-- SELECTED PASSAGE follows --

As mentioned above, I already had blood blisters on my feet and it was hurting to run. Knowing that I was may be racing the weather added an extra dimension to the mental challenge of another 25 miles of hilly trails (over 6,000 ft of hills to climb).
I was trying to keep my feet dry to limit the blisters, but the rain was so heavy there was no chance. Less than a mile from the start the rain had already beaten my waterproofs and my trainers contained their own little puddles.
Running in the heavy rain didn’t help with navigation either and I missed a couple of turnings that ultimately added some additional mileage (and hills) to the day. I was so pleased to reach the runner’s village and let the medical team put ice packs on my swollen ankles.
100 Mile Run Day Four
The final day was always going to be a massive challenge. Not only was it the fourth day of running significant distances, it was always going to be the longest day – 33 miles according to the official route plan.
33 miles was actually optimistic. The course ended up being 36 miles with over 5,000 ft of hills to climb. This made the total course length somewhere between 105 and 110 miles with a total climb of nearly 20,000 ft!!!
Day four once again came with some heavy rain, but also with some baking sunshine. I think every time I took my waterproof off because it had dried out and I was getting hot, the rain returned. By this point my feet were wrecked. For the last 15 miles or so every single step hurt, especially the downhills.
Those living with cancer don’t get the option to quit and I wasn’t giving up either. I may have been moving more slowly than I hoped, but I was still moving and eventually I arrived in Bath.
Ironically I then got a little lost trying to find the finish line, but when I did it was great to be cheered home and to have my wife, daughter and my friend Mark and his family waiting for me.
The Morning After The 100 Mile Run
Finishing the race is NOT the end of the story. Back in the intro of this post I mentioned that a hospital consultant has told me I have the resting heart rate and blood pressure of an athlete. This wasn’t planned.
I woke up the morning after completing my 100+ mile ultra-marathon to sound of the alarm on my phone. It was still set for 5:35 AM, the time I’d woken to get ready for the fourth day of running. I got out of bed and finding it hard to walk I hobbled to my phone to switch off the alarm.
Before getting back into bed I decided to go to the bathroom. At this point I was overcome by the pain in my feet (perhaps mixed with some exhaustion) and promptly collapsed on the bathroom floor. When my wife got me conscious again I had no idea how I got there and she called 999.
I managed to make it back to bed and then the paramedic arrived. Checking my pulse, blood pressure and connecting me to an ECG he was concerned by how low my blood pressure was, especially when he asked me to stand. I was promptly put in an ambulance and on my way to hospital.
Whilst several of the medical staff were concerned by my low readings the consultant who came to check me over advised his team that my low resting heart rate and blood pressure were actually normal for an athlete. AN ATHLETE, OMG!!! I AM AN ATHLETE!!!!
The hospital put me on a drip and gave me a litre of saline just to make sure I was fully hydrated, took some bloods that all came back ok, checked my urine and then let me come home, having confirmed that having been in heart attack territory a few years ago I am now a fit athlete. That’s the power of juicing!!
(Oh, and the consultant has already been checking out my website with view to improving his own health and weight too).

-- SELECTED PASSAGE concluded --
-- DATA EXCERPT follows --

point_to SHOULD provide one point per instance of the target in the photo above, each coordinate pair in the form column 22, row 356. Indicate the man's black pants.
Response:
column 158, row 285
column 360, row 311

-- DATA EXCERPT concluded --

TASK OBJECTIVE: Can you copy, word for word, the part of the 100-mile run account that opens with the words containing "As mentioned above, I" and closes with "my swollen ankles."?

SOLUTION FOR THIS PROBLEM:
As mentioned above, I already had blood blisters on my feet and it was hurting to run. Knowing that I was may be racing the weather added an extra dimension to the mental challenge of another 25 miles of hilly trails (over 6,000 ft of hills to climb).
I was trying to keep my feet dry to limit the blisters, but the rain was so heavy there was no chance. Less than a mile from the start the rain had already beaten my waterproofs and my trainers contained their own little puddles.
Running in the heavy rain didn’t help with navigation either and I missed a couple of turnings that ultimately added some additional mileage (and hills) to the day. I was so pleased to reach the runner’s village and let the medical team put ice packs on my swollen ankles.